__TAREA__:
¿Puedes reproducir tal cual, del fragmento sobre el primer cine que aparece más abajo, la parte que arranca con las palabras que contienen "Nace una mitología" y termina con "estímulo del sexo."?

Nace una mitología
Los primeros mercaderes del cine habían descubierto, en temprana hora,
que el tropismo de las masas era particularmente sensible al estímulo del sexo.
El descubrimiento no era, ciertamente', muy original. Existe toda una
tradición artística que ha conjugado con éxito, de mil modos y maneras, el
verbo amar. En la literatura popular americana —en las novelas cortas (Short
Stories) de los magazines del estilo Saturday
Evening Post— existía una constante temática, de bien probada
eficacia, de la que no tardaron en apropiarse las Escenas de
la vida real de la
Vitagraph. Era la
fórmula conocida con el nombre de Boy meets girl («chico
encuentra a chica»), de la que ni siquiera Griffith fue capaz de sustraerse. El
esquema era, y es todavía, de una sencillez y de una eficacia aplastantes: «El
chico conoce a la chica; el chico pierde a la chica; el chico recupera a la
chica.» El final es, naturalmente, un final con boda, es decir, un reconfortante
«final feliz» (happy end).

__ÍTEMS PROPORCIONADOS__:
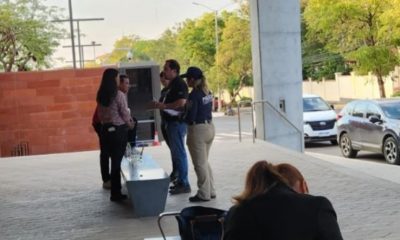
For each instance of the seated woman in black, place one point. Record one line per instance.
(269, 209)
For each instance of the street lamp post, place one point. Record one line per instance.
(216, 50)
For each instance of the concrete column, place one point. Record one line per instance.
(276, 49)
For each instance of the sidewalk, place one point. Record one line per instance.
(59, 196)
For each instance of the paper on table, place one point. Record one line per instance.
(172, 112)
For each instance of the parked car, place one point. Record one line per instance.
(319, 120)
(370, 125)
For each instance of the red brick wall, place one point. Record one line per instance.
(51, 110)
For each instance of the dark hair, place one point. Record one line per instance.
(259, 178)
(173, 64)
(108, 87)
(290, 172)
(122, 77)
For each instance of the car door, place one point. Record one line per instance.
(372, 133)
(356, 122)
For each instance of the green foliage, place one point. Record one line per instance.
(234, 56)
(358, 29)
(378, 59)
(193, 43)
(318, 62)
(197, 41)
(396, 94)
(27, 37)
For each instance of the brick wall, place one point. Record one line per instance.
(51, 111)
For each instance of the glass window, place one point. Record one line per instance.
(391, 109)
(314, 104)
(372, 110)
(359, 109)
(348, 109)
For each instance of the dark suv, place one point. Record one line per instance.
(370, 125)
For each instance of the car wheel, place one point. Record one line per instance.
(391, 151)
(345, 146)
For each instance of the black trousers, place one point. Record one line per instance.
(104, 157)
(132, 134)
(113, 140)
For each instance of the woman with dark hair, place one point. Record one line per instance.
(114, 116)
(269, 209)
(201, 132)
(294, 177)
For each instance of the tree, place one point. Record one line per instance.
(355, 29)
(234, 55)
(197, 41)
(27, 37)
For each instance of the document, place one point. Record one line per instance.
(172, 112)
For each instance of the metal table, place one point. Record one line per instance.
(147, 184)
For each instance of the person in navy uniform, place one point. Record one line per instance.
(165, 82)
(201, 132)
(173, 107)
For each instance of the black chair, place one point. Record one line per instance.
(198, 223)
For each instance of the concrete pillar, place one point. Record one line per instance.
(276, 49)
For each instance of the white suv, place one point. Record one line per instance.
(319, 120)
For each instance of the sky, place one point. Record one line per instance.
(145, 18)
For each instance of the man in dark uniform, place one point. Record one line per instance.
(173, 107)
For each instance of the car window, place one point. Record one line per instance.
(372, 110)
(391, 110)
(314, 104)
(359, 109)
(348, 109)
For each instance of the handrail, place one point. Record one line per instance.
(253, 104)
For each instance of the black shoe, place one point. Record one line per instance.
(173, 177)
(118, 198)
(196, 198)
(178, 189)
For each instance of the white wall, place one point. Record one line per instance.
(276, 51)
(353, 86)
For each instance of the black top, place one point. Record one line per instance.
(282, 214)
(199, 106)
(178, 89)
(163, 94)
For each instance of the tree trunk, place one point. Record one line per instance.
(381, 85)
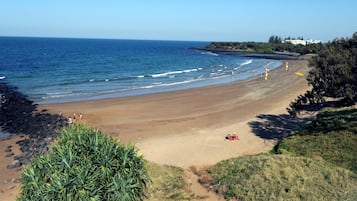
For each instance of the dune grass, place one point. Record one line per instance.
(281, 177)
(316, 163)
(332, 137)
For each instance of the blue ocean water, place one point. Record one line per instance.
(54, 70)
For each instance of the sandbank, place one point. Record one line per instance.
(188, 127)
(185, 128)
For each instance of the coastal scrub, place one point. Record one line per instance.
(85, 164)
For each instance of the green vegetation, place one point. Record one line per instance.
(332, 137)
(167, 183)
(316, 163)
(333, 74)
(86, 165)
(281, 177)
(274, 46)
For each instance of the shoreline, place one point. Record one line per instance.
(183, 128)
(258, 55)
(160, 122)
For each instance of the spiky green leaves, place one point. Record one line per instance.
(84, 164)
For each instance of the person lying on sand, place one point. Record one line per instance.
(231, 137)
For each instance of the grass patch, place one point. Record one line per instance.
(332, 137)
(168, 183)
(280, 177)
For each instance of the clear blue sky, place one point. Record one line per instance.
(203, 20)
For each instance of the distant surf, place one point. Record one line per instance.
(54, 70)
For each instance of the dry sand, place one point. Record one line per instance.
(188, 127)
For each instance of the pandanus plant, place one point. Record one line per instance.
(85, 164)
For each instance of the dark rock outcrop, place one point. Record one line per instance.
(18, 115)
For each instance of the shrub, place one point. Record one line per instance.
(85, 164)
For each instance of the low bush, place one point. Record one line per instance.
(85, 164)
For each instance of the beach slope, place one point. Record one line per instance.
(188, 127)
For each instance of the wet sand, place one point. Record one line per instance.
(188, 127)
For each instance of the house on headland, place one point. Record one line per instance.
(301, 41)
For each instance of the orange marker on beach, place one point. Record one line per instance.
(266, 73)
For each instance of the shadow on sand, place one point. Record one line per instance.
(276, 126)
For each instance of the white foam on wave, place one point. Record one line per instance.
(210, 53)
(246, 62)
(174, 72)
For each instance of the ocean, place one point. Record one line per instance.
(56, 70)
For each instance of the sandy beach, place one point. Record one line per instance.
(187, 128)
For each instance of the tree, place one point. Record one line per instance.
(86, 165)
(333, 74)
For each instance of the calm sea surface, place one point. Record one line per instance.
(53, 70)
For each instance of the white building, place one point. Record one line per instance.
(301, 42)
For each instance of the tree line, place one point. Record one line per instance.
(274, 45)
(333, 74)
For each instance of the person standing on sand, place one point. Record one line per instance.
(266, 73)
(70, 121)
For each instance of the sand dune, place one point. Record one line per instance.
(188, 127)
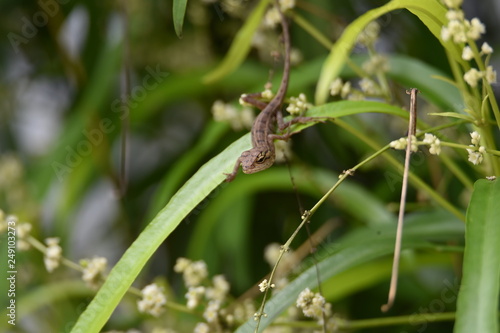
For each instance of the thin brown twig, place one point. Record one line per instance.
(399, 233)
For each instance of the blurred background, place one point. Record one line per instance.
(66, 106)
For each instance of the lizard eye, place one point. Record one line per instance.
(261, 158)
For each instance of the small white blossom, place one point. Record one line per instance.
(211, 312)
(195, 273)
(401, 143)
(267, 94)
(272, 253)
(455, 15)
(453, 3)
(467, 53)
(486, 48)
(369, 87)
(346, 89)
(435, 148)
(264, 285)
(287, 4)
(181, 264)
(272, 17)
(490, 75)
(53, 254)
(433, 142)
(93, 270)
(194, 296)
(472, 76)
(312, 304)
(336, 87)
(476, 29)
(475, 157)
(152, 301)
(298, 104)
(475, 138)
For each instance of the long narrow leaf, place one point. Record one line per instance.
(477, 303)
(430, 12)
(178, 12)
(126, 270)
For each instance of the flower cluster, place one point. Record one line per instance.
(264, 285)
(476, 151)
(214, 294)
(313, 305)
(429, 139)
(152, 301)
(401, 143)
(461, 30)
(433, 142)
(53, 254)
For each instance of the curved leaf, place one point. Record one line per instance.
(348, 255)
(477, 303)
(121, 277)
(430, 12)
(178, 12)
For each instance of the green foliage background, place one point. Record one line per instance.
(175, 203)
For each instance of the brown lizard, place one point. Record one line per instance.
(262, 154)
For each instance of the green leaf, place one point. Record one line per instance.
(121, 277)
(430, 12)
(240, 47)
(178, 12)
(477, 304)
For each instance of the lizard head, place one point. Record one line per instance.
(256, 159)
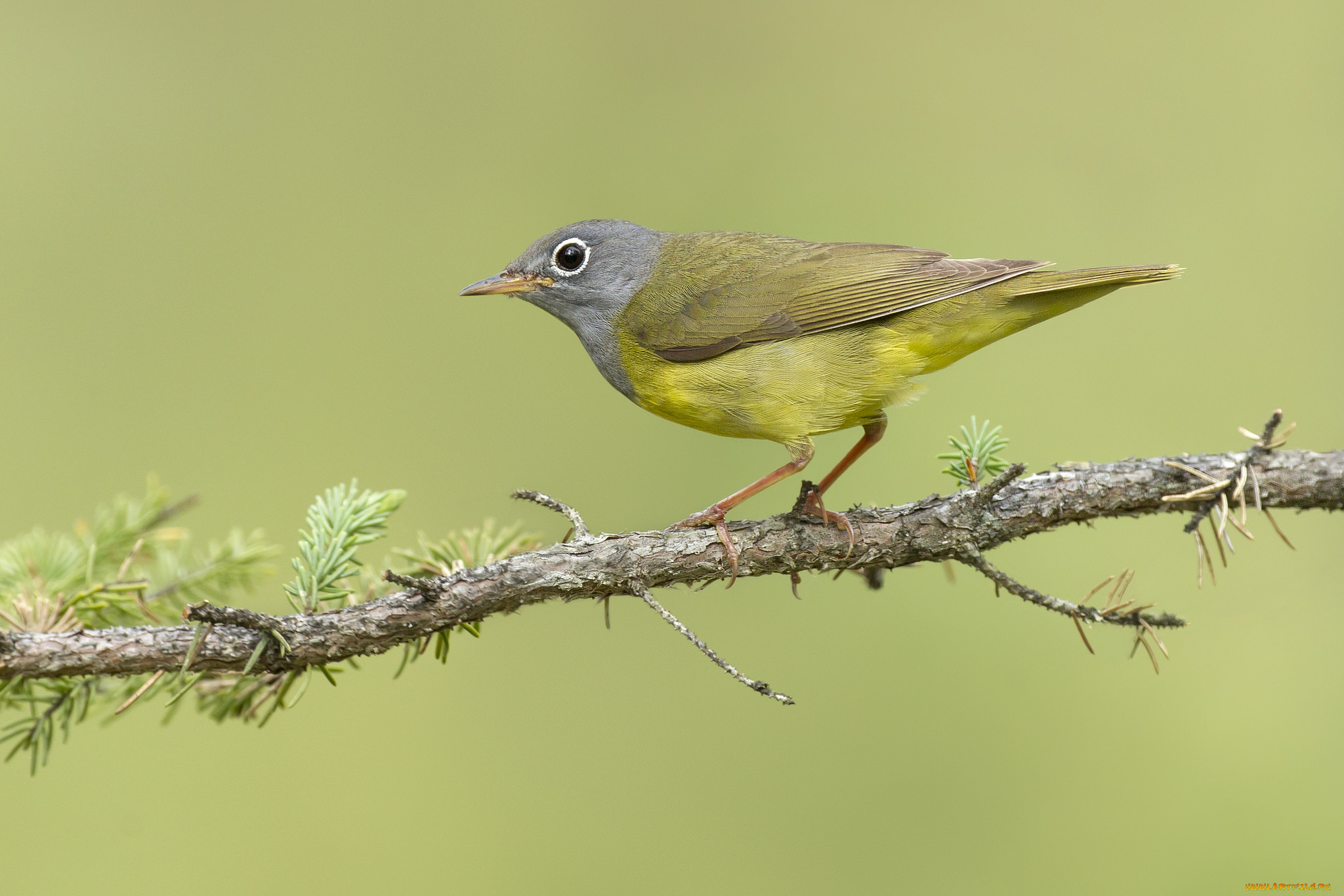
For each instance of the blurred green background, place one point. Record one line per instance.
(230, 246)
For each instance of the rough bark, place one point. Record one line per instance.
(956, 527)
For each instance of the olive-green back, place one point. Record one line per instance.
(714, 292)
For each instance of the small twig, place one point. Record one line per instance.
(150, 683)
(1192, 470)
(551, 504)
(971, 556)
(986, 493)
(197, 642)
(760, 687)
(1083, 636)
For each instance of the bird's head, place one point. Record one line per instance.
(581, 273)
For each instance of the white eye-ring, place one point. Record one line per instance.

__RESPUESTA__:
Nace una mitología
Los primeros mercaderes del cine habían descubierto, en temprana hora,
que el tropismo de las masas era particularmente sensible al estímulo del sexo.